■ **GIVEN EXERCISE**
Please copy out the entire blog post below on New Zealand politics, word for word.

19 September 2006

High jinks down under!

New Zealand always seemed to me a fairly dull place, perhaps a bit like Linlithgow in the 1950s. Sure, they have great rugby players and beautiful scenery (neither of which you could attribute to Linlithgow), but nevertheless it was not the place to go for excitement.

But its politics seems to have become more interesting by the day. The Independent reports:
"For seven years, he has been the man married to the woman who runs New Zealand, an unassuming figure at Helen Clark's side as she claimed a succession of election victories.
Now Peter Davis has been thrust into the spotlight that he shuns, with the quietly spoken sociology professor at the centre of a political sleaze scandal engulfing both main parties.
Ms Clark was forced to take the extraordinary step last weekend of denying that her husband was gay, after photographs were published of Mr Davis being embraced and kissed by one of the couple's oldest friends, Ian Scott, an Auckland MP who is openly homosexual.
The Prime Minister said the clinch was entirely innocent - Dr Scott, who was "reasonably boisterous and drunk" at the time, was one of hundreds of supporters who attended her post-election party at Labour Party headquarters last year."

If this was not enough, read on:
"She made plain who she believed was behind the smear campaign: the opposition National Party, and its leader, Don Brash, who is fighting for his own political life amid allegations of an extramarital affair.
...

■ **DATASET**
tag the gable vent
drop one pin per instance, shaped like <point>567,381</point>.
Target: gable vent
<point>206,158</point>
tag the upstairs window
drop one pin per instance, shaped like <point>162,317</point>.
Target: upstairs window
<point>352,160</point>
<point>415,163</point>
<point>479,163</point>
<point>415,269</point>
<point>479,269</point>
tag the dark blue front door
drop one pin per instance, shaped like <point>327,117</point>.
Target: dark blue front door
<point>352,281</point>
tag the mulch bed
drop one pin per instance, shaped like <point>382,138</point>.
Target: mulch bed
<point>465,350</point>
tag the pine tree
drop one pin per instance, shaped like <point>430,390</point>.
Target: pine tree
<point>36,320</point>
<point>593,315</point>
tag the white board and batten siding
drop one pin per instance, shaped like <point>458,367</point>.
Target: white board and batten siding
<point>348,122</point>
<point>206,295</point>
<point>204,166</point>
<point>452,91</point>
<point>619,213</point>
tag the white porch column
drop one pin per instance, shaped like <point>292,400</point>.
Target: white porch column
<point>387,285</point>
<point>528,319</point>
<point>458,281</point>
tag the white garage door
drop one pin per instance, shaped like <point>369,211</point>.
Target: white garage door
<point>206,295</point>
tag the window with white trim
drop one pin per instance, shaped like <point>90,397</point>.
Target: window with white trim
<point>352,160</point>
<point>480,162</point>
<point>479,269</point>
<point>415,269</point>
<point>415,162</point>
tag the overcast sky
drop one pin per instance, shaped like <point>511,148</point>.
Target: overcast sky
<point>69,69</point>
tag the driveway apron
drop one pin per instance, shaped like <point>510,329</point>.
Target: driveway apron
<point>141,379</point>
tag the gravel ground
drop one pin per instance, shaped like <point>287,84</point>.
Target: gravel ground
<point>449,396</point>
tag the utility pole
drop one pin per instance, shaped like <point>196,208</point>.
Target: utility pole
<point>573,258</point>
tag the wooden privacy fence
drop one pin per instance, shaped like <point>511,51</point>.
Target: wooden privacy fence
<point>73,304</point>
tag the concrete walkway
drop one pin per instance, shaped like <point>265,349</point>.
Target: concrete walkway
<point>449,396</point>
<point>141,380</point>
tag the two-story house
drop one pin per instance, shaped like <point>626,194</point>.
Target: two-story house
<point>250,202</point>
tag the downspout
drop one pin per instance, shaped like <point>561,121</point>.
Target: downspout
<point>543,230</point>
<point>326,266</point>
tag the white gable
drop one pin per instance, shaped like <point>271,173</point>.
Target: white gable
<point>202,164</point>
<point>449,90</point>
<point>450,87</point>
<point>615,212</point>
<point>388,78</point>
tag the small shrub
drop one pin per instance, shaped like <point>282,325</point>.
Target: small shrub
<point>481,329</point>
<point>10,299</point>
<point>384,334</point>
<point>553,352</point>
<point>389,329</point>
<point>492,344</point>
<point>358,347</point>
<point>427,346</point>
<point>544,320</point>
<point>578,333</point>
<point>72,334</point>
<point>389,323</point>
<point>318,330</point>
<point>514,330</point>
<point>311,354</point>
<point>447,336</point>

■ **EXERCISE ANSWER**
19 September 2006

High jinks down under!

New Zealand always seemed to me a fairly dull place, perhaps a bit like Linlithgow in the 1950s. Sure, they have great rugby players and beautiful scenery (neither of which you could attribute to Linlithgow), but nevertheless it was not the place to go for excitement.

But its politics seems to have become more interesting by the day. The Independent reports:
"For seven years, he has been the man married to the woman who runs New Zealand, an unassuming figure at Helen Clark's side as she claimed a succession of election victories.
Now Peter Davis has been thrust into the spotlight that he shuns, with the quietly spoken sociology professor at the centre of a political sleaze scandal engulfing both main parties.
Ms Clark was forced to take the extraordinary step last weekend of denying that her husband was gay, after photographs were published of Mr Davis being embraced and kissed by one of the couple's oldest friends, Ian Scott, an Auckland MP who is openly homosexual.
The Prime Minister said the clinch was entirely innocent - Dr Scott, who was "reasonably boisterous and drunk" at the time, was one of hundreds of supporters who attended her post-election party at Labour Party headquarters last year."

If this was not enough, read on:
"She made plain who she believed was behind the smear campaign: the opposition National Party, and its leader, Don Brash, who is fighting for his own political life amid allegations of an extramarital affair.
...